所附文本 ::
----------------------------------------
貞姐的小廠子活多時20來人,活少時不過十來個人,現在,工人中有8位殘疾人,有拄雙拐的,也有聾啞的。貞姐不僅僅給他們提供了一條生路,還處處關心他們,愛護他們。仉長勝患病兩次做手術,都是貞姐送他到醫院,派人照料著,每天晚上自己還去看望他。有人給吳如水介紹了對象,貞姐親自帶著吳如水和他的對象到縣城買衣服、買首飾,幫他們辦結婚證。
貞姐一家和這些工人們吃一鍋飯,每天開飯,熱熱鬧鬧的像一大家子。工人們都知道貞姐家的規矩,每頓飯,第一碗總是端給貞姐贍養的孤寡智障老人“常爺爺”,他是這家的長輩。
我娘説,做人就要走正道,她到死還伸著手指頭不放下
貞姐是個剛強的人,她自己説:“我是個硬漢子,不怕吃苦。”但她知道,她有如此底氣,是因為自己有個最堅強的“大後方”。
今年“七一”,貞姐作為河北省僅有的兩位“全國優秀共産黨員”到北京參加了大會,還和中央領導一起合影。貞姐説,這是她一生最大的榮耀。從北京一回到家,她小心翼翼地拿出自己閃閃發光的“全國優秀共産黨員”金質獎章。女兒朱寶琴説,我媽對我爸爸説,這裡邊有你的多一半。
貞姐和丈夫朱金英,是經人介紹成婚的。兩家人生活在同一個村子,知根知底,彼此都是看中了對方的“好人性”。
“好像是1972年”,朱金英對他們結婚的記憶似乎有點模糊:“我用自行車把她從村西頭她家拉到村東頭我們家。”
婚前並沒有花前月下的夫妻倆,婚後卻有著驚人地相知相識。貞姐和她丈夫都説,這麼多年兩人從沒紅過臉,一起經歷了這麼多事,也從沒有什麼分歧。
贍養老人,捐資助學,扶困助貧,貞姐幹的每件事情,丈夫都毫無保留地支持;吃苦受累,服侍病人,忍寒受凍,哪樣罪丈夫都沒少受過。
----------------------------------------
練習資料 ::
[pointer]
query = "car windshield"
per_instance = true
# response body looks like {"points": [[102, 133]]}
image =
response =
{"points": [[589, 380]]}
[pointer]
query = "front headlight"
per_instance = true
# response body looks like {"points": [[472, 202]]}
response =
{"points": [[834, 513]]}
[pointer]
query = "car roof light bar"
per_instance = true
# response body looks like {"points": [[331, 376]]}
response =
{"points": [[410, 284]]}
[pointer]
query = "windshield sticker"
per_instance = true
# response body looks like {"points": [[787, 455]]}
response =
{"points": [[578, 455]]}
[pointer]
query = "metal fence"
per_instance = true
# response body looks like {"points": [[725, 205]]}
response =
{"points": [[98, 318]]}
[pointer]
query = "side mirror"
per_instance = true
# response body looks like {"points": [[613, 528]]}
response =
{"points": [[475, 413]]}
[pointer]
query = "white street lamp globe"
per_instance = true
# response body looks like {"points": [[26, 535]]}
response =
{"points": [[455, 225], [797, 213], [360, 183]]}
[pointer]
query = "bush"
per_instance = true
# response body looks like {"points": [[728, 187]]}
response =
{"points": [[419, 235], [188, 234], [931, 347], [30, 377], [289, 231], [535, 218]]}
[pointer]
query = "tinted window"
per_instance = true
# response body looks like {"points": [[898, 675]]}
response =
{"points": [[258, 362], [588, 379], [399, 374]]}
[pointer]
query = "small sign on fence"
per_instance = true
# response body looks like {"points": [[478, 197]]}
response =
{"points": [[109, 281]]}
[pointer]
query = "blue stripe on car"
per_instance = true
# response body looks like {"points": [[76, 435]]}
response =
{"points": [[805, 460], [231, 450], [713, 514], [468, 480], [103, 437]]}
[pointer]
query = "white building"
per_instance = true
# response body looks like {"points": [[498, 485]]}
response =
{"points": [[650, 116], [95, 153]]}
----------------------------------------
任務說明 ::
A. 根據所附文本最後一段，列出貞姐所做、且得到丈夫毫無保留支持的每件事情。
B. 收集條目中所有含有字串“windshield”的行，並原樣逐行抄出。
所附文本與各條目之間並無關聯。

各題解答 ::
A. 贍養老人、捐資助學、扶困助貧

B.
query = "car windshield"
query = "windshield sticker"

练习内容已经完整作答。